** START Quoted text **
From 7648ed7496a74bac5b5b24a10a17cd54f33507a0 Mon Sep 17 00:00:00 2001
From: =?UTF-8?q?Simon=20B=C3=BCrger?= <simon.buerger@rwth-aachen.de>
Date: Tue, 20 Jun 2023 18:08:34 +0100
Subject: [PATCH] choose iteration count automatically

---
 Quda/Benchmark_Quda.cpp | 121 ++++++++++++++++++++--------------------
 1 file changed, 61 insertions(+), 60 deletions(-)
diff --git a/Quda/Benchmark_Quda.cpp b/Quda/Benchmark_Quda.cpp
index 689cf32..67c81bc 100644
--- a/Quda/Benchmark_Quda.cpp
+++ b/Quda/Benchmark_Quda.cpp
@@ -36,6 +36,29 @@ double get_timestamp()
 int nranks = -1;
 std::array<int, 4> mpi_grid = {1, 1, 1, 1};
 
+// run f() in a loop for roughly target_time seconds
+// returns seconds per iteration it took
+template <class F> double bench(F const &f, double target_time, int niter_warmup = 5)
+{
+  device_timer_t timer;
+  timer.start();
+  for (int iter = 0; iter < niter_warmup; ++iter)
+    f();
+  timer.stop();
+
+  double secs = timer.last() / niter_warmup;
+  int niter = std::max(1, int(target_time / secs));
+  // niter = std::min(1000, niter);
+  // printfQuda("during warmup took %f s/iter, deciding on %d iters\n", secs, niter);
+
+  timer.reset(__FUNCTION__, __FILE__, __LINE__);
+  timer.start();
+  for (int iter = 0; iter < niter; ++iter)
** END Quoted text **
** START Data **
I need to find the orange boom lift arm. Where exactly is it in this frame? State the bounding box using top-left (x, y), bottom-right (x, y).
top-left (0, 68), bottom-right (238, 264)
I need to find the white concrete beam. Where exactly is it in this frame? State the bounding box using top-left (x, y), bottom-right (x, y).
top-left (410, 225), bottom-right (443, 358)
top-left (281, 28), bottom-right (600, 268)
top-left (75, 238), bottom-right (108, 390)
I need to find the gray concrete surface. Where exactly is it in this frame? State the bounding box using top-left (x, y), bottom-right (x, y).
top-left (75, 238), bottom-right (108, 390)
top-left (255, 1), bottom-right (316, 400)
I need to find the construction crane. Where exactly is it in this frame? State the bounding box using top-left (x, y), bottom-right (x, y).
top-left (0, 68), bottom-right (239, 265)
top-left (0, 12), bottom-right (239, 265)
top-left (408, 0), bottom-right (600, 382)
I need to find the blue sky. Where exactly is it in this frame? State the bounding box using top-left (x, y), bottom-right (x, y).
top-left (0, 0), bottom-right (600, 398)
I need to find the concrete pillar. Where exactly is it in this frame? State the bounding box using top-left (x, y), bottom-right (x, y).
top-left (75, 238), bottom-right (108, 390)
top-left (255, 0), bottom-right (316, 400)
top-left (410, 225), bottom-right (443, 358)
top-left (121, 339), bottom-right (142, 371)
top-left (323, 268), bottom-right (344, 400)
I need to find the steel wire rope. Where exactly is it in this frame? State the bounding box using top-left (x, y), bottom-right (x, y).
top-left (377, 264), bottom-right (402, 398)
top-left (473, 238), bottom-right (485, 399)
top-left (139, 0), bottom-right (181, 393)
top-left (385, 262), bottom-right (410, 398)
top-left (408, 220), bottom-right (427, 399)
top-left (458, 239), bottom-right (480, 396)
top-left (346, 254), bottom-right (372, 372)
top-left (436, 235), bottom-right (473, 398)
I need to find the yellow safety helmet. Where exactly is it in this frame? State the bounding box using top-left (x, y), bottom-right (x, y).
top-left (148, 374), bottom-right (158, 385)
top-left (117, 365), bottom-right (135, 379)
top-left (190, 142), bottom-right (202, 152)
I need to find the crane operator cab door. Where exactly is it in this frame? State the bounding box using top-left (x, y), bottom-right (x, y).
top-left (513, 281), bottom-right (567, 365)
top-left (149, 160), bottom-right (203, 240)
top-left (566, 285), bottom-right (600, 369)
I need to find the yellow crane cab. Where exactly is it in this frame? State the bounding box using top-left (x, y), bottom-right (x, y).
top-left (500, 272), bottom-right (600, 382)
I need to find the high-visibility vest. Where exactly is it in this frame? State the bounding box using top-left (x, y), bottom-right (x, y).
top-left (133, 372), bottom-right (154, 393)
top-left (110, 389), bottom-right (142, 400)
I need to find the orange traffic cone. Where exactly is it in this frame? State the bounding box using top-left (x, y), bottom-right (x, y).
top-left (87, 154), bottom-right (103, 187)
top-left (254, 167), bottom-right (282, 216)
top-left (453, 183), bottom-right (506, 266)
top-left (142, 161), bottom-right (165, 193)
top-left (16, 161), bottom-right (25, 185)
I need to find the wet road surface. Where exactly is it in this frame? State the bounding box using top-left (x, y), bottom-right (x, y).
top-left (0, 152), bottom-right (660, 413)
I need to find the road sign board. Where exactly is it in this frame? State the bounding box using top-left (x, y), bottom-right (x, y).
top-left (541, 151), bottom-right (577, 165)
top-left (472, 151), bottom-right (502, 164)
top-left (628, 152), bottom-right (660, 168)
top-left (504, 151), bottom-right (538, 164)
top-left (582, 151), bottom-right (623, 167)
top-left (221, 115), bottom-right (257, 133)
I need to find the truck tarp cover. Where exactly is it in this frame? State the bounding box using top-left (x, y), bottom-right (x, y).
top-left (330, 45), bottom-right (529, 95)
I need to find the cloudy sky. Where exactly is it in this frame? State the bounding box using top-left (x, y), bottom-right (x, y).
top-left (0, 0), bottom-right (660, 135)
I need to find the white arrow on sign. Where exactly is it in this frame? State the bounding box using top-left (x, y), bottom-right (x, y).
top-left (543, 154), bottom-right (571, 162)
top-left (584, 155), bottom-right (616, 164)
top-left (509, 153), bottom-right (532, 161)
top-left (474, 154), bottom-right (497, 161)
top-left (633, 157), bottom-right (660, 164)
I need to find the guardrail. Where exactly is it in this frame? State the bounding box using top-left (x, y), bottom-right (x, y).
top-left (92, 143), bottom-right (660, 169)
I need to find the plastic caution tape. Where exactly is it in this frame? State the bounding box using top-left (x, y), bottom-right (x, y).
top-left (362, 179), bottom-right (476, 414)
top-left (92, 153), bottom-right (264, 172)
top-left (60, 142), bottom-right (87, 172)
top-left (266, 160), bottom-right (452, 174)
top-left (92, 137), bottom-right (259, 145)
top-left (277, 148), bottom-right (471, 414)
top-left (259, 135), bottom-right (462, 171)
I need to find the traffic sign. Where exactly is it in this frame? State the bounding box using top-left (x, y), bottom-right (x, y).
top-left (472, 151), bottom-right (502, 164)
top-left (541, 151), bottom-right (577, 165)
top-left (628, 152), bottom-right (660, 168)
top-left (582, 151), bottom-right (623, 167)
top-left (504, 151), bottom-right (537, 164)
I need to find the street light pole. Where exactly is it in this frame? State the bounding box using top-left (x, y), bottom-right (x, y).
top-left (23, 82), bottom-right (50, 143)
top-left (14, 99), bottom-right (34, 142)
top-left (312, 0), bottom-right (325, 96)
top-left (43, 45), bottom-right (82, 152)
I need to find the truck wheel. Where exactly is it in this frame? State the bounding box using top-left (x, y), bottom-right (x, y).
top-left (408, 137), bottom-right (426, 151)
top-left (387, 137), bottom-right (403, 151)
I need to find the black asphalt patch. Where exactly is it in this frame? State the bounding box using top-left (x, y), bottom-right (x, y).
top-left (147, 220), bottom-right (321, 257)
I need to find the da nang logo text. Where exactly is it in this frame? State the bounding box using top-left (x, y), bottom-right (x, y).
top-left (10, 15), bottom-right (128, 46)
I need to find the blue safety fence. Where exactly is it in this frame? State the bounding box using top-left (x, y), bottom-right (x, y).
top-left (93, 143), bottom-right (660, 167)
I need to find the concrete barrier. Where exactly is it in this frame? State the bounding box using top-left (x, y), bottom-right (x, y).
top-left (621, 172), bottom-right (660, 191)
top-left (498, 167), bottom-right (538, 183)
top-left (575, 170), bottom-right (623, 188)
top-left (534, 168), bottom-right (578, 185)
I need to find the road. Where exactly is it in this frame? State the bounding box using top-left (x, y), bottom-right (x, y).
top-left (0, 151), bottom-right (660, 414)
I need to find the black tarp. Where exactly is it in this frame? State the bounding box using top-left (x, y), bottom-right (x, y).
** END Data **
● **Required work**
**A)** Answer these questions about the benchmark patch, one answer per line:
(i) Which file does the patch change?
(ii) How many insertions and how many deletions does the patch report?
(iii) What default value does the patch give to niter_warmup?
**B)** Please extend the benchmark patch, starting right after its last line shown.

● **The replies**
**A)**
(i) Quda/Benchmark_Quda.cpp
(ii) 61 insertions and 60 deletions
(iii) 5

**B)**
+    f();
+  timer.stop();
+  return timer.last() / niter;
+}
+
 void initComms(int argc, char **argv)
 {
   // init MPI communication
@@ -169,10 +192,8 @@ ColorSpinorField make_source(int L, int Ls = 1)
   return src;
 }
 
-void benchmark_wilson(std::vector<int> const &L_list, int niter)
+void benchmark_wilson(std::vector<int> const &L_list, double target_time)
 {
-  int niter_warmup = 10;
-
   printfQuda("==================== wilson dirac operator ====================\n");
 #ifdef FLOP_COUNTING_GRID
   printfQuda("IMPORTANT: flop counting as in Benchmark_Grid\n");
@@ -184,6 +205,8 @@ void benchmark_wilson(std::vector<int> const &L_list, int niter)
 
   for (int L : L_list)
   {
+    // printfQuda("starting wilson L=%d\n", L);
+
     auto U = make_gauge_field(L);
     auto src = make_source(L);
 
@@ -198,35 +221,26 @@ void benchmark_wilson(std::vector<int> const &L_list, int niter)
     // (the additional nullptr's are for smeared links and fancy preconditioners and such.
     // Not used for simple Wilson fermions)
     dirac.updateFields(&U, nullptr, nullptr, nullptr);
-
     auto res = ColorSpinorField(ColorSpinorParam(src));
+    auto f = [&]() { dirac.Dslash(res, src, QUDA_EVEN_PARITY); };
 
-    // couple iterations without timing to warm up
-    for (int iter = 0; iter < niter_warmup; ++iter)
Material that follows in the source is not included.